**** AVAILABLE DATA

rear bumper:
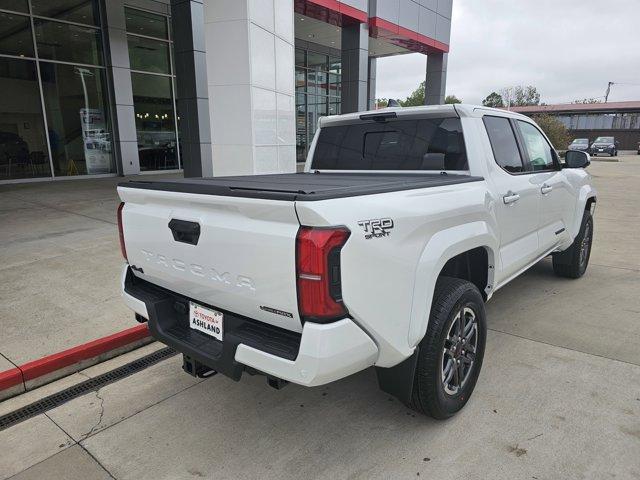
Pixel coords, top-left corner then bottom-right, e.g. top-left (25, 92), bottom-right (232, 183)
top-left (121, 265), bottom-right (378, 386)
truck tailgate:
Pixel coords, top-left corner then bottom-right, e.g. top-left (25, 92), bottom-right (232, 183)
top-left (118, 186), bottom-right (302, 332)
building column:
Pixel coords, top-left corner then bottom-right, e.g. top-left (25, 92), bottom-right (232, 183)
top-left (367, 56), bottom-right (377, 110)
top-left (425, 52), bottom-right (448, 105)
top-left (341, 22), bottom-right (369, 114)
top-left (101, 0), bottom-right (139, 175)
top-left (203, 0), bottom-right (296, 176)
top-left (171, 0), bottom-right (213, 177)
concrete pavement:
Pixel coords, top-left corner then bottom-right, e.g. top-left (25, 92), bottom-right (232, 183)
top-left (0, 175), bottom-right (179, 394)
top-left (1, 158), bottom-right (639, 479)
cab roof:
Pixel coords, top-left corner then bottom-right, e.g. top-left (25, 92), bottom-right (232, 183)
top-left (318, 104), bottom-right (530, 127)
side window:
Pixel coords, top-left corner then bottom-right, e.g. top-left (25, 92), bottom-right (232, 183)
top-left (483, 116), bottom-right (525, 173)
top-left (516, 121), bottom-right (556, 171)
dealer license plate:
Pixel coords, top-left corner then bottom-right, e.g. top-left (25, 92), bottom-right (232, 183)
top-left (189, 302), bottom-right (223, 341)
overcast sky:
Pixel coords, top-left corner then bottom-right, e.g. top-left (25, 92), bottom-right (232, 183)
top-left (376, 0), bottom-right (640, 105)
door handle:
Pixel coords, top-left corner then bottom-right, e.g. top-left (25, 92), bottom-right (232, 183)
top-left (168, 219), bottom-right (201, 245)
top-left (541, 184), bottom-right (553, 195)
top-left (503, 191), bottom-right (520, 205)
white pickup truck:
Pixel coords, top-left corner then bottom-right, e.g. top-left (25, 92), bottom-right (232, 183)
top-left (118, 105), bottom-right (596, 419)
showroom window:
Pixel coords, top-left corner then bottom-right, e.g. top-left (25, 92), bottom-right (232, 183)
top-left (295, 47), bottom-right (341, 163)
top-left (0, 57), bottom-right (49, 180)
top-left (0, 0), bottom-right (115, 181)
top-left (125, 7), bottom-right (179, 171)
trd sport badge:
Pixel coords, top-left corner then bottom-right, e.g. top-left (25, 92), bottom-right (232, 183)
top-left (358, 218), bottom-right (394, 239)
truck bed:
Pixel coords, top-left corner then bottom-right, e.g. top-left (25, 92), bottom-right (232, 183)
top-left (119, 172), bottom-right (483, 201)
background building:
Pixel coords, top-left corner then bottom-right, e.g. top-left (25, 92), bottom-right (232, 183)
top-left (0, 0), bottom-right (452, 183)
top-left (511, 101), bottom-right (640, 150)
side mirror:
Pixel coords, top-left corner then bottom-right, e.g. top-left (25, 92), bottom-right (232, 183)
top-left (565, 150), bottom-right (591, 168)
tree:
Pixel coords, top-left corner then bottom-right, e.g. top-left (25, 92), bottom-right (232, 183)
top-left (572, 98), bottom-right (603, 104)
top-left (500, 85), bottom-right (541, 107)
top-left (402, 80), bottom-right (426, 107)
top-left (531, 114), bottom-right (571, 149)
top-left (375, 98), bottom-right (389, 109)
top-left (444, 95), bottom-right (462, 104)
top-left (482, 92), bottom-right (504, 108)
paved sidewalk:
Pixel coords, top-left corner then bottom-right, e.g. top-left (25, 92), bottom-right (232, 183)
top-left (0, 175), bottom-right (179, 380)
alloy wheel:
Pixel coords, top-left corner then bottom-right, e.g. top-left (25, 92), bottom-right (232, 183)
top-left (579, 220), bottom-right (592, 267)
top-left (441, 306), bottom-right (478, 395)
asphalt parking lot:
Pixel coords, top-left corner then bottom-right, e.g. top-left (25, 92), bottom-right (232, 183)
top-left (1, 157), bottom-right (639, 479)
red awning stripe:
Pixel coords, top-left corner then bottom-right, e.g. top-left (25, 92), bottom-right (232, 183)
top-left (369, 16), bottom-right (449, 54)
top-left (306, 0), bottom-right (368, 22)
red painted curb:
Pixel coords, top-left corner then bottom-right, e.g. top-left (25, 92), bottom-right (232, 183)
top-left (0, 367), bottom-right (23, 391)
top-left (0, 324), bottom-right (150, 391)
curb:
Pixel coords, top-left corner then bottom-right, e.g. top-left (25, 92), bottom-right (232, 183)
top-left (0, 324), bottom-right (151, 401)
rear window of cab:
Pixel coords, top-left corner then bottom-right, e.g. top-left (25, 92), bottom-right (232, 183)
top-left (311, 117), bottom-right (468, 171)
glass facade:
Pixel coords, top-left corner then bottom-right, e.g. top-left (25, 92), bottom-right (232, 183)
top-left (0, 0), bottom-right (114, 181)
top-left (41, 63), bottom-right (112, 175)
top-left (556, 112), bottom-right (640, 131)
top-left (0, 57), bottom-right (49, 179)
top-left (132, 72), bottom-right (177, 171)
top-left (295, 47), bottom-right (341, 163)
top-left (0, 3), bottom-right (378, 182)
top-left (125, 6), bottom-right (179, 171)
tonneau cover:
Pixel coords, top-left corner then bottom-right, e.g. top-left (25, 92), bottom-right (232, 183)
top-left (119, 172), bottom-right (483, 201)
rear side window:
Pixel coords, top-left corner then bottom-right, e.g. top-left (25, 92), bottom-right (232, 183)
top-left (311, 117), bottom-right (468, 171)
top-left (483, 116), bottom-right (525, 173)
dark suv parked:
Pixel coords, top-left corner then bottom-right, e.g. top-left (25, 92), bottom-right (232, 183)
top-left (590, 136), bottom-right (618, 157)
top-left (568, 138), bottom-right (590, 152)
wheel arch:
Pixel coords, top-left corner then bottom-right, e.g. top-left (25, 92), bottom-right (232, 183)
top-left (407, 222), bottom-right (498, 348)
top-left (572, 185), bottom-right (597, 238)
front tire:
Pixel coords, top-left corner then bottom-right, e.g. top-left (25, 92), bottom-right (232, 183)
top-left (552, 210), bottom-right (593, 278)
top-left (407, 277), bottom-right (486, 419)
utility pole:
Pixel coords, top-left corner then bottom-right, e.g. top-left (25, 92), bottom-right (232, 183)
top-left (604, 82), bottom-right (614, 103)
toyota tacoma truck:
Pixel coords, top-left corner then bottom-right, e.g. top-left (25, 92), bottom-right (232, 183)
top-left (117, 105), bottom-right (596, 419)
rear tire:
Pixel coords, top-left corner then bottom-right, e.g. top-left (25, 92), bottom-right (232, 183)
top-left (407, 277), bottom-right (486, 419)
top-left (552, 210), bottom-right (593, 279)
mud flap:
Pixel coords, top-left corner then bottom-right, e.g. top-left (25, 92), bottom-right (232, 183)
top-left (375, 347), bottom-right (419, 404)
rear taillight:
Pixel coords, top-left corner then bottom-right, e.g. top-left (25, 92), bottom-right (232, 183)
top-left (117, 202), bottom-right (127, 261)
top-left (296, 226), bottom-right (350, 322)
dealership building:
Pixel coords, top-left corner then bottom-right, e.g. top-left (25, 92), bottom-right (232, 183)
top-left (511, 101), bottom-right (640, 150)
top-left (0, 0), bottom-right (452, 183)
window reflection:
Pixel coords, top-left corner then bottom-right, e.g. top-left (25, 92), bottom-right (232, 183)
top-left (34, 19), bottom-right (103, 65)
top-left (31, 0), bottom-right (99, 26)
top-left (40, 63), bottom-right (114, 176)
top-left (125, 8), bottom-right (168, 39)
top-left (295, 46), bottom-right (341, 163)
top-left (0, 0), bottom-right (28, 13)
top-left (0, 12), bottom-right (34, 57)
top-left (127, 35), bottom-right (170, 74)
top-left (0, 58), bottom-right (49, 180)
top-left (132, 73), bottom-right (177, 171)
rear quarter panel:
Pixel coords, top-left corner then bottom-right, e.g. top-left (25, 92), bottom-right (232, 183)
top-left (562, 168), bottom-right (597, 240)
top-left (295, 180), bottom-right (498, 367)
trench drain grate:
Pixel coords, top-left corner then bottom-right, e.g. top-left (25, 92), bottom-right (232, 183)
top-left (0, 346), bottom-right (178, 432)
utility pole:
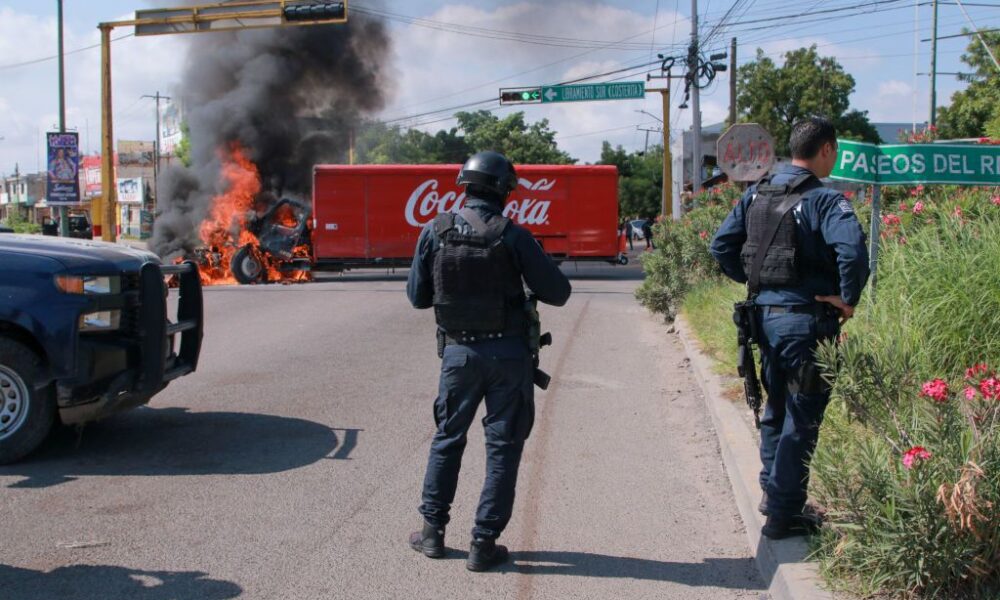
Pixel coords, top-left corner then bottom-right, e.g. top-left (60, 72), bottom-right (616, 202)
top-left (57, 0), bottom-right (69, 237)
top-left (142, 92), bottom-right (171, 212)
top-left (661, 87), bottom-right (672, 219)
top-left (729, 37), bottom-right (737, 127)
top-left (690, 0), bottom-right (702, 193)
top-left (929, 0), bottom-right (939, 127)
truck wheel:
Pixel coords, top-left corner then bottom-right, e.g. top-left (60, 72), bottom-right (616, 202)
top-left (618, 255), bottom-right (629, 266)
top-left (0, 337), bottom-right (55, 464)
top-left (232, 245), bottom-right (264, 285)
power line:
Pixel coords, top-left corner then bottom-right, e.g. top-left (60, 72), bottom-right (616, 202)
top-left (0, 33), bottom-right (135, 71)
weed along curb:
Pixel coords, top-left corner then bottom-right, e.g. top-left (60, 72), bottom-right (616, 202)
top-left (674, 315), bottom-right (837, 600)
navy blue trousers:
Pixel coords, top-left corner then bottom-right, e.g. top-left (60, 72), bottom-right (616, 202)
top-left (419, 340), bottom-right (535, 540)
top-left (757, 307), bottom-right (839, 518)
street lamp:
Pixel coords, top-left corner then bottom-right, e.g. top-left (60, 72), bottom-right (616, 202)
top-left (635, 109), bottom-right (663, 124)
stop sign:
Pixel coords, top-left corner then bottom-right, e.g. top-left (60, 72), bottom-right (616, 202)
top-left (717, 124), bottom-right (776, 182)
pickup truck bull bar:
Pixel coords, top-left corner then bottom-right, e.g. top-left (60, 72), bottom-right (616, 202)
top-left (138, 261), bottom-right (203, 393)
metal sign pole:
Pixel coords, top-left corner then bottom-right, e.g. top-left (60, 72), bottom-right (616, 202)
top-left (868, 184), bottom-right (882, 299)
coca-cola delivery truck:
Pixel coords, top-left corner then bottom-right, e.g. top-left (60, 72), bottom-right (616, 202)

********

» WORK ORDER: Among the lines of the data, find every one that holds "building" and copy it.

» RESPONSE BELOW:
building column:
background building:
dealership building:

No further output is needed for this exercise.